BEGIN SUPPLIED MATERIAL

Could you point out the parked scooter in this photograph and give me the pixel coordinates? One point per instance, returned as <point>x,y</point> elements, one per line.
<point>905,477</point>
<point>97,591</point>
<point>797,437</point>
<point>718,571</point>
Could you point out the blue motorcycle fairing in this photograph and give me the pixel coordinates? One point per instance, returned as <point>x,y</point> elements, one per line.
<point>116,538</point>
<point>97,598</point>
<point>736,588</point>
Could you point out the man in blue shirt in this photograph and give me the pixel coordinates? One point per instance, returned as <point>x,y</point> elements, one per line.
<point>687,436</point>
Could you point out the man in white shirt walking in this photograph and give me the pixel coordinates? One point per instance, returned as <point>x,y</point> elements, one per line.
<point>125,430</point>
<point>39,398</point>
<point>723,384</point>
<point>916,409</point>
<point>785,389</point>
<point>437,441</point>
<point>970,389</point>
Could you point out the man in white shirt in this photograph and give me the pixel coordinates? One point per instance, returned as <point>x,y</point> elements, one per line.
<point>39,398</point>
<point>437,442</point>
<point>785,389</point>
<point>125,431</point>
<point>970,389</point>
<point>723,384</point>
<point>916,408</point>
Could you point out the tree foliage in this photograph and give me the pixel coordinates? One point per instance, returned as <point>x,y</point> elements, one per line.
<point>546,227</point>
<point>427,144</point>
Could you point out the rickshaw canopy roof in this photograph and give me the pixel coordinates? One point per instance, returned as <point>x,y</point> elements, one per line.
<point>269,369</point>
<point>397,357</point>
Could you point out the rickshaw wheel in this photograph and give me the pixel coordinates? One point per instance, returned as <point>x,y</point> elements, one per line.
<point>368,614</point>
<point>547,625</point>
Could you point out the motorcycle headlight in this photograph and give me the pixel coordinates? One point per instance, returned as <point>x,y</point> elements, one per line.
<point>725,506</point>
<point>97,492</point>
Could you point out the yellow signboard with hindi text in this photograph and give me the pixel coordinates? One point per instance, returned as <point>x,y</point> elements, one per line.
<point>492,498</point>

END SUPPLIED MATERIAL

TASK PROMPT >> Retype the records in their entirety, matching each one exactly.

EXPECTED OUTPUT >>
Could you point out the parked scooter in this photograph and give me the pixel coordinates? One point per instance, returned as <point>x,y</point> elements, one per line.
<point>905,477</point>
<point>97,591</point>
<point>797,437</point>
<point>718,571</point>
Could you point out the blue motorcycle fairing in this photograph and give me the pixel coordinates? One point per instance, returned as <point>x,y</point> elements, one per line.
<point>116,538</point>
<point>97,598</point>
<point>736,588</point>
Could you point out the man in blue shirt in this photograph and give me the pixel coordinates? One point per instance, returned as <point>x,y</point> elements, one per line.
<point>687,436</point>
Could you point out the man in white shirt walking in this photograph and give me the pixel coordinates? One point per instance, returned as <point>x,y</point> elements, one per line.
<point>125,430</point>
<point>39,398</point>
<point>723,384</point>
<point>916,409</point>
<point>785,389</point>
<point>437,441</point>
<point>970,389</point>
Could you point out the man in white shirt in this photograph and give me the pixel coordinates? One point per instance, returned as <point>x,y</point> elements, one per line.
<point>39,398</point>
<point>437,442</point>
<point>785,389</point>
<point>125,431</point>
<point>970,389</point>
<point>723,384</point>
<point>916,408</point>
Could you point out the tree foliage in this photograph and give me the pixel coordinates? One point per instance, returned as <point>x,y</point> elements, one per line.
<point>546,227</point>
<point>427,144</point>
Could you point out the rickshaw canopy roof in this photograph and give me the pixel coordinates? One point per instance, returned as <point>x,y</point> elements, one per line.
<point>269,369</point>
<point>397,357</point>
Could you point out the rickshaw wheel in this photograph and give me the pixel coordinates? One point per instance, returned as <point>x,y</point> elements, one per line.
<point>368,614</point>
<point>547,625</point>
Could you point out the motorcycle headlight in this photograph and give me the pixel coordinates? One point per instance, returned as <point>x,y</point> elements, one per line.
<point>725,506</point>
<point>97,492</point>
Could you point out the yellow signboard with hindi text in this photograph and give me the pixel coordinates? One point per instance, returned as <point>x,y</point> elements, one per line.
<point>492,498</point>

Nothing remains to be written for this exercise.